WRITTEN EXERCISE: Which lines in the listing below contain the word "face", with uppercase and lowercase treated as different? Pick out each one and copy it in full.

BEGIN

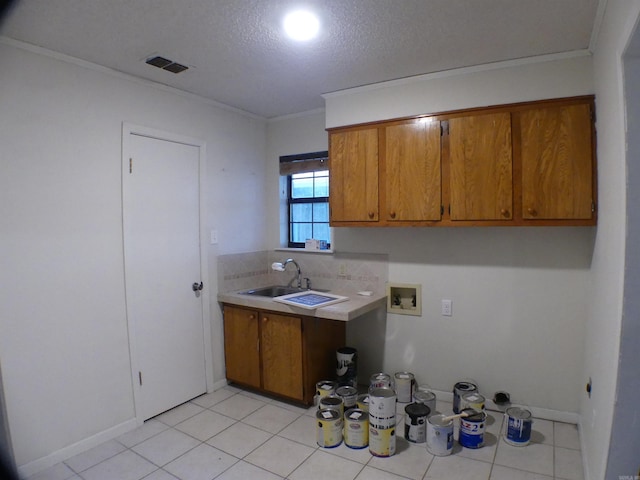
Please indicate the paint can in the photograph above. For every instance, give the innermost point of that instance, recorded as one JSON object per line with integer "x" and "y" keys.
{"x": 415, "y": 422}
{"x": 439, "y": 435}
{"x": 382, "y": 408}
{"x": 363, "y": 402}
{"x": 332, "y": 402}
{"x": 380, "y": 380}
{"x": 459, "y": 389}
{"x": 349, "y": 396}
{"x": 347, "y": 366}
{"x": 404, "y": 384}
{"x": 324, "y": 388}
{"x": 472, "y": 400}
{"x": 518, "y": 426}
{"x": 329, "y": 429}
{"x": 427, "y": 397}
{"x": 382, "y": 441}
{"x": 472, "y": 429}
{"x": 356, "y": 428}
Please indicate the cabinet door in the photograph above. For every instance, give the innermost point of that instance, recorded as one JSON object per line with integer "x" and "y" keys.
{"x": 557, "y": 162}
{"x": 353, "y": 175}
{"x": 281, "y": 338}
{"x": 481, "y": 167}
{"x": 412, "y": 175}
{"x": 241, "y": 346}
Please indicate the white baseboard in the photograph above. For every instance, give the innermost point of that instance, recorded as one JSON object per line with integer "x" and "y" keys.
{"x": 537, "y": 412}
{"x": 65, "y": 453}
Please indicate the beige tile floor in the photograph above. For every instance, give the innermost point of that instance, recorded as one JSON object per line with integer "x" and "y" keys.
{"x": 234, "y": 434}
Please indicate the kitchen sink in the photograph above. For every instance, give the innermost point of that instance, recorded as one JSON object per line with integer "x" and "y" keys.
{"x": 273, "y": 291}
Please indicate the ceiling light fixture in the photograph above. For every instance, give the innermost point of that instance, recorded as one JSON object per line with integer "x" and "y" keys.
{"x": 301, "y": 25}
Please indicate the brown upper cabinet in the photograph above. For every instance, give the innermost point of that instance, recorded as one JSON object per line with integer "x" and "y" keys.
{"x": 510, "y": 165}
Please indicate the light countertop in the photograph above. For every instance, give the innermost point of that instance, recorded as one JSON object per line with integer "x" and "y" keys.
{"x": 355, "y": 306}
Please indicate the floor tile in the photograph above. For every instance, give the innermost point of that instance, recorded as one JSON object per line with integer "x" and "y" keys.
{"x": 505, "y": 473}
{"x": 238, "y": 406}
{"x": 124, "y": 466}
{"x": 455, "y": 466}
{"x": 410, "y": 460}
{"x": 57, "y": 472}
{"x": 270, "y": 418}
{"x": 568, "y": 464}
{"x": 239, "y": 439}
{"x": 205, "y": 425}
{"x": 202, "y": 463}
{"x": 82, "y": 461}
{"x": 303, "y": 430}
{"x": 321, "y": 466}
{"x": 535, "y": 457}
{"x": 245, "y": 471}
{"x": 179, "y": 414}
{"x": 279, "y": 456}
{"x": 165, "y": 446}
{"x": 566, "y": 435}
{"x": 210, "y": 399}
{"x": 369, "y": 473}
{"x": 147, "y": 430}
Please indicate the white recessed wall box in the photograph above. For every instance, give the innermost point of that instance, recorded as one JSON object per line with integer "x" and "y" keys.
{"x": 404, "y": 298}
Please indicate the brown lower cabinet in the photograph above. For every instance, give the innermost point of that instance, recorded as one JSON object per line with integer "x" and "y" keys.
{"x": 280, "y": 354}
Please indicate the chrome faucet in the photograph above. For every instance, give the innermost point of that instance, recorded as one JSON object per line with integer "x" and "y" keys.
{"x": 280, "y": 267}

END
BEGIN

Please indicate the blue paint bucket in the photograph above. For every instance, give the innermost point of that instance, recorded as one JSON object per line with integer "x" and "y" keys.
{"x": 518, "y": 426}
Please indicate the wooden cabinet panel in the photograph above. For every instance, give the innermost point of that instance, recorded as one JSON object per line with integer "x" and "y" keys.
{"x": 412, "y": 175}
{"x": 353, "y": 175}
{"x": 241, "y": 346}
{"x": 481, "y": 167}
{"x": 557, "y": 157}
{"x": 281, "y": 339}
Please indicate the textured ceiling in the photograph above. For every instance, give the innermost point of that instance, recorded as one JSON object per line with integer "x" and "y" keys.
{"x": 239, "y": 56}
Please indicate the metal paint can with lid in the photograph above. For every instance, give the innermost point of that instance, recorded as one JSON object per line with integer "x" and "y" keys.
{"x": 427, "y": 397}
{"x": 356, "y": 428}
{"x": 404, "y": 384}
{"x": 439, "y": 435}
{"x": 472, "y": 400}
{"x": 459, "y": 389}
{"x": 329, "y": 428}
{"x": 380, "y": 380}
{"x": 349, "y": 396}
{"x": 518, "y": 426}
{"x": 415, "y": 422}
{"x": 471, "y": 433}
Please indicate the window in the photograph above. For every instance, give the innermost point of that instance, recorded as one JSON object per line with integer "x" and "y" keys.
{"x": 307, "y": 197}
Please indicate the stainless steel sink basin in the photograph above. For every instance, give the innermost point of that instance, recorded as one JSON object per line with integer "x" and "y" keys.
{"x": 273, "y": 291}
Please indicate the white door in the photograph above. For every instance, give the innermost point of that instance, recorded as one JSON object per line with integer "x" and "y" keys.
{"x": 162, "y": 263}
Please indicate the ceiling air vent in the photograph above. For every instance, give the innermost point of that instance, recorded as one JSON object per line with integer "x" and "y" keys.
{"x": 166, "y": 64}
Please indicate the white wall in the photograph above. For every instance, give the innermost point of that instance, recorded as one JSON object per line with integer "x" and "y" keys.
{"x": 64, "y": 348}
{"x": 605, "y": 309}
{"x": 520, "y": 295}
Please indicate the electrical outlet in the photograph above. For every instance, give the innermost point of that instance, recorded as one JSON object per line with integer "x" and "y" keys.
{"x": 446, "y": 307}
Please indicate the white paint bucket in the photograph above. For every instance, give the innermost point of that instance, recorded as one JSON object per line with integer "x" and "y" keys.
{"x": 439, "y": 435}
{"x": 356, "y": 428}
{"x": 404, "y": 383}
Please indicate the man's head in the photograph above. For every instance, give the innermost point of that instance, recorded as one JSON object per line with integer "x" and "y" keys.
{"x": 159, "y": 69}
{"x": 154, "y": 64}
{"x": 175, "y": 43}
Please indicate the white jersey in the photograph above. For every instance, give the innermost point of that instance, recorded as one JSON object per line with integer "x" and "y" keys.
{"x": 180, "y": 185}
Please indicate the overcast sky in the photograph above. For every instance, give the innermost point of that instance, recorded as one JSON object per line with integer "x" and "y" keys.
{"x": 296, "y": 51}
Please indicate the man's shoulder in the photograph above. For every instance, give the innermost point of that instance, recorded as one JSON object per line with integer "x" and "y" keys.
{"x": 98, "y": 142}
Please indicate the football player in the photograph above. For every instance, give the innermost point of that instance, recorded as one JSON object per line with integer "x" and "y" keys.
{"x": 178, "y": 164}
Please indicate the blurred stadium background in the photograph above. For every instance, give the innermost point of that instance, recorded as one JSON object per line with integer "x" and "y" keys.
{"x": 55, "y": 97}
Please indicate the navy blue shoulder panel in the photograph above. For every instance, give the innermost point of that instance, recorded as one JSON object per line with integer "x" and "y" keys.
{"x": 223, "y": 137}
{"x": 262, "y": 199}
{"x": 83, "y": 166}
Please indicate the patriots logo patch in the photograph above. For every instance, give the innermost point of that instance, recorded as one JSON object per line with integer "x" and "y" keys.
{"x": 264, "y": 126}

END
BEGIN

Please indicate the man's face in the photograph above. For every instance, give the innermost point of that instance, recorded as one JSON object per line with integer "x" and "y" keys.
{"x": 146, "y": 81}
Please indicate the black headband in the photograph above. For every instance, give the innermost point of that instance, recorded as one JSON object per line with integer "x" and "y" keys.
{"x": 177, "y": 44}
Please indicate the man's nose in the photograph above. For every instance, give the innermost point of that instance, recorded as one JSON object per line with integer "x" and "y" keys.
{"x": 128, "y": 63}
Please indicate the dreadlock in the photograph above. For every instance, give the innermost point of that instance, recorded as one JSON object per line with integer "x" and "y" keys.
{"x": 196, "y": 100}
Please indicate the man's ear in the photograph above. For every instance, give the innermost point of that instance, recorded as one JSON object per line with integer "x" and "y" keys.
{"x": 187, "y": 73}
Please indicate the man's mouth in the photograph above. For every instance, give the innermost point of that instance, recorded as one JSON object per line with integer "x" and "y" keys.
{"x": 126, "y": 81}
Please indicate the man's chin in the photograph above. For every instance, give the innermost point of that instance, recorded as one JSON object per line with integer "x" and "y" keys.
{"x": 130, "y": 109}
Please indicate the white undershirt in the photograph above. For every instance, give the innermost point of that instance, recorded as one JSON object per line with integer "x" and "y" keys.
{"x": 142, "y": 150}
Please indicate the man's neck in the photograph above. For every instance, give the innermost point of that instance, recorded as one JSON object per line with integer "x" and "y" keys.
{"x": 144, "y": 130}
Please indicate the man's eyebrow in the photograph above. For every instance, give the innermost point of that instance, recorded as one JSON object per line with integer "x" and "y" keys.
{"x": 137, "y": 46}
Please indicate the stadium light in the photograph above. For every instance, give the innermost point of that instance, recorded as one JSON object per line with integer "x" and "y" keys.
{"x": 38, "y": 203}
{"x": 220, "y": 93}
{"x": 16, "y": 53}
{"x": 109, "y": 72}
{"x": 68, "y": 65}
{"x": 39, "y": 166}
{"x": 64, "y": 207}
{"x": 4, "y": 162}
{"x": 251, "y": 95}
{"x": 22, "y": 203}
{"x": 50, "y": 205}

END

FINAL RESULT:
Please indicate the man's face in the photograph above. For every instance, give the innermost point of that instance, recorded as one JSON object per line with integer "x" and "y" keys.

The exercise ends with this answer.